GOAL OF THE EXERCISE - Every record must come back exactly as given.

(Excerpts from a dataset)
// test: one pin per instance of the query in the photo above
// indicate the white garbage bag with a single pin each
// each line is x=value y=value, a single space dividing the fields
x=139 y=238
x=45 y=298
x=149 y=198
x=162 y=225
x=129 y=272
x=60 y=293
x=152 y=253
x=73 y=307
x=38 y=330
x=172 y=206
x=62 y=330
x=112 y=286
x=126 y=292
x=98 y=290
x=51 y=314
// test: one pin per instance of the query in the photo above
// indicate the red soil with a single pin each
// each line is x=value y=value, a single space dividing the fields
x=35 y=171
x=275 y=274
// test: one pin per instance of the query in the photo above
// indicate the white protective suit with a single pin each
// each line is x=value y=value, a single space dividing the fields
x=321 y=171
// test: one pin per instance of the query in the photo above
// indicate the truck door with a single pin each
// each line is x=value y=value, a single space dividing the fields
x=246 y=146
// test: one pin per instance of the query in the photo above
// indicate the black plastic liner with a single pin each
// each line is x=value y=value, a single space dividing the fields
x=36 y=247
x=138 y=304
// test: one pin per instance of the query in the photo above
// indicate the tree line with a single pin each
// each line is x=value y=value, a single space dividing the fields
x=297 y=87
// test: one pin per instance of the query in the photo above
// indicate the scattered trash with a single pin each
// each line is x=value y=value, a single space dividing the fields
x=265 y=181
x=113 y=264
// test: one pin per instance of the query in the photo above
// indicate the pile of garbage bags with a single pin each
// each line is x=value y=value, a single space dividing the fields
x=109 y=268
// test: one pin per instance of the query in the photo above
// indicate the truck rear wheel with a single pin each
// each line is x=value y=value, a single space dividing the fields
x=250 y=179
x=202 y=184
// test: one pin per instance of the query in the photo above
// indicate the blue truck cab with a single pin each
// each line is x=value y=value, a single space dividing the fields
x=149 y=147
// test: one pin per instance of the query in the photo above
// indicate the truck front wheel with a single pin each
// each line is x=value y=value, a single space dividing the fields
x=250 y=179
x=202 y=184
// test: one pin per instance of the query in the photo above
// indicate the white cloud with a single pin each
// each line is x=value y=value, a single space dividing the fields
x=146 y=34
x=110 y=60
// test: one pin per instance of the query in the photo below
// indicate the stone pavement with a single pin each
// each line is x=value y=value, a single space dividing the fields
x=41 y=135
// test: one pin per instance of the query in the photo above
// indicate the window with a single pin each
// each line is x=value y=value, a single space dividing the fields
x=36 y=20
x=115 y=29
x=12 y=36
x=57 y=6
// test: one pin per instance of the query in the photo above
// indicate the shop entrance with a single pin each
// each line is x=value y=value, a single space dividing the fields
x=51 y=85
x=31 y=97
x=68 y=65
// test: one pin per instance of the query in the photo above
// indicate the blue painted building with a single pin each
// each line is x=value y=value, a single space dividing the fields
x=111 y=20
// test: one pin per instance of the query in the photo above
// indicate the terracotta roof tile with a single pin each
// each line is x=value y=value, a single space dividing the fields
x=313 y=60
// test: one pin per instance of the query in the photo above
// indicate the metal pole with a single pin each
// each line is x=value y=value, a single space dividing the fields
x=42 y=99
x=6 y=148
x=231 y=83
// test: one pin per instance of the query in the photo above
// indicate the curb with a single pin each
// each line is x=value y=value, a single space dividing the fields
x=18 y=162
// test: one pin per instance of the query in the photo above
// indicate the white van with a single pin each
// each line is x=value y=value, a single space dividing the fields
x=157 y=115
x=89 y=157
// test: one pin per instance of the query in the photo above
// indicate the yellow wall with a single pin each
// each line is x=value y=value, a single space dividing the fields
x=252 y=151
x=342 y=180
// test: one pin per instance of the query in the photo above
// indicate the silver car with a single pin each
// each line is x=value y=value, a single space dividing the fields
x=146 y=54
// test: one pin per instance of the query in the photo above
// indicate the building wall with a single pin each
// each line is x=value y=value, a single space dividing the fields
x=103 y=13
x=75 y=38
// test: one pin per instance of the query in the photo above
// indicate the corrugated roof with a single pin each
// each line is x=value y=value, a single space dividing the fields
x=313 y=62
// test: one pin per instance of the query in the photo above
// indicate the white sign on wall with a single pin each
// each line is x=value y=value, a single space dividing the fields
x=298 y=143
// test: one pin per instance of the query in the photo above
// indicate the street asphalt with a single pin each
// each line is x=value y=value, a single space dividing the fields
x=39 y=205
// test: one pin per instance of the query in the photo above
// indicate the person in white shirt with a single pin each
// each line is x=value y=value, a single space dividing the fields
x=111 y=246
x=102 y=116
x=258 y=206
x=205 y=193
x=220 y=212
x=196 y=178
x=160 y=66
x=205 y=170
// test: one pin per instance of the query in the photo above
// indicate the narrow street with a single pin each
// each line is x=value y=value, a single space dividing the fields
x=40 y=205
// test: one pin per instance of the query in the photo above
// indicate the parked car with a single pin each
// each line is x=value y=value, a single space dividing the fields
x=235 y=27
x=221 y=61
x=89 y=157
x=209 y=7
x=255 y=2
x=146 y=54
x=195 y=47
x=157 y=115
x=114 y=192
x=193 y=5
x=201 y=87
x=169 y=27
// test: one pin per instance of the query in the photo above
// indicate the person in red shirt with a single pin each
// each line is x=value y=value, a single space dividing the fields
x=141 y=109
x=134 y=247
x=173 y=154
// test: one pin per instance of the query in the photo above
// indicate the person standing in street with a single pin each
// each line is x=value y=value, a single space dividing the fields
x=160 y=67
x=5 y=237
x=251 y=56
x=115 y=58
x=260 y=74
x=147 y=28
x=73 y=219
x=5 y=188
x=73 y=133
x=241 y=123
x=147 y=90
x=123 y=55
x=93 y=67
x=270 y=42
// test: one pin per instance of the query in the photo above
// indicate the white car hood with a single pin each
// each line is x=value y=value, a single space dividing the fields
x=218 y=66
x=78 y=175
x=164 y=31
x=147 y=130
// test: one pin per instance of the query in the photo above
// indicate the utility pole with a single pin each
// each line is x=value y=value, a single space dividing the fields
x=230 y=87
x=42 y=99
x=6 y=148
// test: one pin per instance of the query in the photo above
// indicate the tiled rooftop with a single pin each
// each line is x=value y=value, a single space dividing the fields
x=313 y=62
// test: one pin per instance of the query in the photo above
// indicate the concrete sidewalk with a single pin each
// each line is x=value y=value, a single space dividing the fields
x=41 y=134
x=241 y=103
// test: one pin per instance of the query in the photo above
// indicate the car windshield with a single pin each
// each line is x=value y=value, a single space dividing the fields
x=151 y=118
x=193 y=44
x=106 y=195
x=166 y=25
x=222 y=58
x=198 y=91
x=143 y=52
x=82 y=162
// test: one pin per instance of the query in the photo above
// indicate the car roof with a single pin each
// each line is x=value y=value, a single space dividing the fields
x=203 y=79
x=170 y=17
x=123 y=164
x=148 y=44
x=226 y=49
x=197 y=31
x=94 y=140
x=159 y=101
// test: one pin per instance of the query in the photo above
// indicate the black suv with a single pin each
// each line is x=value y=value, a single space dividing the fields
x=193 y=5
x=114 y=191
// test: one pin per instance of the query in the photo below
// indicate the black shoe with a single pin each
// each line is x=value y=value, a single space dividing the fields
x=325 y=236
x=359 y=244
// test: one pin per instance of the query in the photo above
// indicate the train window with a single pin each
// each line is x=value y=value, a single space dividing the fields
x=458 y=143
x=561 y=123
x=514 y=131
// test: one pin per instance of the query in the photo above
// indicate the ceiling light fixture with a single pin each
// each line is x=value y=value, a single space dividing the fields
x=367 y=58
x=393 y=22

RESPONSE BOX -
// test: one pin per instance of the query in the photo above
// indicate the white garbage bag with a single pin each
// each line is x=value y=value, a single space dividing the fields
x=139 y=238
x=45 y=298
x=149 y=198
x=162 y=225
x=129 y=272
x=60 y=293
x=152 y=253
x=73 y=307
x=38 y=330
x=172 y=206
x=62 y=330
x=112 y=286
x=126 y=292
x=98 y=290
x=51 y=314
// test: one pin per instance of the query in the photo above
// indicate the red soil with a single pin each
// each line is x=value y=value, a single space dividing the fields
x=35 y=171
x=275 y=274
// test: one pin per instance of the query in the photo above
// indicate the white protective suit with a single pin each
// each line is x=value y=value, a single space dividing the fields
x=321 y=171
// test: one pin per instance of the query in the photo above
// indicate the truck door with a single pin each
// each line is x=value y=value, a single space dividing the fields
x=246 y=146
// test: one pin per instance of the query in the photo above
// indicate the black plastic liner with a single pin each
// each line is x=value y=value, a single space dividing the fields
x=36 y=247
x=138 y=304
// test: one pin per instance of the query in the photo above
// indicate the tree line with a single pin each
// each line is x=value y=value, a single space dividing the fields
x=297 y=87
// test: one pin per instance of the query in the photo above
// indicate the scattered trash with a single pin each
// each line is x=value y=value, a single space dividing the fields
x=265 y=181
x=113 y=264
// test: one pin per instance of the query in the photo above
// indicate the pile of garbage bags with a single pin each
// each line is x=value y=value, a single space dividing the fields
x=109 y=268
// test: one pin per instance of the query in the photo above
// indicate the truck rear wheel with a single pin each
// each line is x=value y=value, a single space dividing the fields
x=250 y=179
x=202 y=184
// test: one pin per instance of the query in the photo above
// indicate the blue truck cab with a single pin each
// each line is x=value y=value, a single space dividing the fields
x=149 y=147
// test: one pin per instance of the query in the photo above
// indicate the truck front wheel with a single pin each
// each line is x=value y=value, a single space dividing the fields
x=250 y=179
x=202 y=184
// test: one pin per instance of the query in the photo above
// indicate the white cloud with a single pin each
// each line is x=value y=value, a single space dividing the fields
x=146 y=34
x=110 y=60
// test: one pin per instance of the query in the photo below
// indicate the stone pavement with a single pin each
// each line is x=value y=value, a single space dividing the fields
x=41 y=135
// test: one pin per instance of the query in the photo above
// indicate the window with a single pin each
// each line is x=value y=value, a single space dividing the fields
x=36 y=20
x=115 y=29
x=12 y=36
x=57 y=6
// test: one pin per instance of the query in the photo above
// indicate the shop entrance with a single pin each
// each line is x=value y=value, a single space dividing the fields
x=51 y=85
x=31 y=97
x=68 y=65
// test: one pin per instance of the query in the photo above
// indicate the blue painted building with a single pin each
// each line is x=value y=value, a single space dividing the fields
x=111 y=20
// test: one pin per instance of the query in the photo above
// indicate the terracotta roof tile with a single pin each
// each line is x=value y=value, a single space dividing the fields
x=313 y=60
// test: one pin per instance of the query in the photo above
// indicate the metal pole with a single pin each
// each line is x=value y=value, a single space dividing the fields
x=42 y=99
x=6 y=148
x=231 y=83
// test: one pin per instance of the query in the photo above
// indicate the curb with a single pin each
// each line is x=value y=value, a single space dividing the fields
x=18 y=162
// test: one pin per instance of the query in the photo above
// indicate the white van with a single pin each
// each line is x=value y=value, a single space dividing the fields
x=157 y=115
x=89 y=157
// test: one pin per instance of the query in the photo above
// indicate the yellow wall with a single pin each
// each line is x=value y=value, a single space dividing the fields
x=252 y=151
x=342 y=180
// test: one pin per instance of the query in the photo above
// indicate the silver car with a single pin each
// each line is x=value y=value, a single space dividing the fields
x=146 y=54
// test: one pin per instance of the query in the photo above
// indicate the building wall with a single pin each
// each line is x=value y=value, a single space dividing the fields
x=103 y=13
x=75 y=38
// test: one pin per instance of the query in the photo above
// indicate the corrugated roof with a single pin each
// each line is x=value y=value, a single space dividing the fields
x=313 y=62
// test: one pin per instance of the query in the photo above
// indicate the white sign on wall with a single pin each
// each line is x=value y=value, a single space dividing the fields
x=298 y=143
// test: one pin per instance of the query in the photo above
// indicate the street asphalt with a single pin each
// each line is x=value y=value, a single space dividing the fields
x=39 y=205
// test: one pin per instance of the query in the photo above
// indicate the person in white shirt with a single pin each
// each line is x=value y=value, a single space dividing the fields
x=111 y=246
x=102 y=116
x=258 y=206
x=205 y=193
x=220 y=212
x=196 y=178
x=160 y=66
x=205 y=170
// test: one pin per instance of the query in the photo above
// indicate the narrow street with a single pin each
// each line is x=value y=value, a single space dividing the fields
x=40 y=205
// test: one pin per instance of the query in the photo above
// indicate the parked car with a single pin each
// each line is x=value y=value, a single space dividing the fields
x=235 y=27
x=221 y=61
x=89 y=157
x=209 y=7
x=255 y=2
x=146 y=54
x=195 y=47
x=157 y=115
x=114 y=192
x=193 y=5
x=201 y=87
x=169 y=27
// test: one pin per instance of the query in the photo above
// indicate the person in red shirt with a single pin each
// each line is x=value y=value, a single space dividing the fields
x=141 y=109
x=134 y=247
x=173 y=154
// test: one pin per instance of the query in the photo above
// indicate the person standing in street with a single pin each
// each line is x=value y=value, a single space dividing the fields
x=160 y=67
x=5 y=237
x=251 y=56
x=115 y=58
x=260 y=74
x=147 y=28
x=73 y=219
x=5 y=188
x=73 y=133
x=241 y=123
x=147 y=90
x=123 y=55
x=93 y=67
x=270 y=42
// test: one pin per instance of the query in the photo above
// indicate the white car hood with a single pin each
// each line is x=value y=value, a single space dividing the fields
x=218 y=66
x=78 y=175
x=164 y=31
x=147 y=130
// test: one pin per instance of the query in the photo above
// indicate the utility pole with a single pin each
// each line is x=value y=value, a single space dividing the fields
x=230 y=87
x=42 y=99
x=6 y=148
// test: one pin per instance of the query in the photo above
// indicate the tiled rooftop with a single pin each
// each line is x=value y=value, a single space dividing the fields
x=313 y=62
// test: one pin per instance of the query in the photo above
// indicate the concrete sidewalk with a single pin each
// each line is x=value y=value, a single space dividing the fields
x=41 y=134
x=241 y=103
// test: one pin per instance of the query in the photo above
// indicate the car windshield with a single pin each
// each line is x=value y=value, a single space dividing the fields
x=151 y=118
x=193 y=44
x=106 y=195
x=166 y=25
x=222 y=58
x=198 y=91
x=143 y=52
x=82 y=162
// test: one pin per instance of the query in the photo above
// indicate the car roof with a single pin each
// each line is x=value y=value, a single space dividing the fields
x=203 y=79
x=170 y=17
x=123 y=164
x=148 y=44
x=226 y=49
x=197 y=31
x=94 y=140
x=159 y=101
// test: one pin per instance of the query in the photo above
// indicate the black suv with a single pin each
// each line is x=value y=value, a single space dividing the fields
x=193 y=5
x=114 y=191
// test: one pin per instance of the query in the photo below
// indicate the black shoe with a single pin each
// each line is x=value y=value, a single space dividing the fields
x=325 y=236
x=359 y=244
// test: one pin per instance of the query in the photo above
// indicate the train window with a single pin each
// each line is x=value y=value, a single space dividing the fields
x=458 y=143
x=561 y=123
x=514 y=131
// test: one pin per instance of the query in the photo above
// indicate the ceiling light fixture with a single pin each
// each line is x=value y=value, a single space dividing the fields
x=367 y=58
x=393 y=22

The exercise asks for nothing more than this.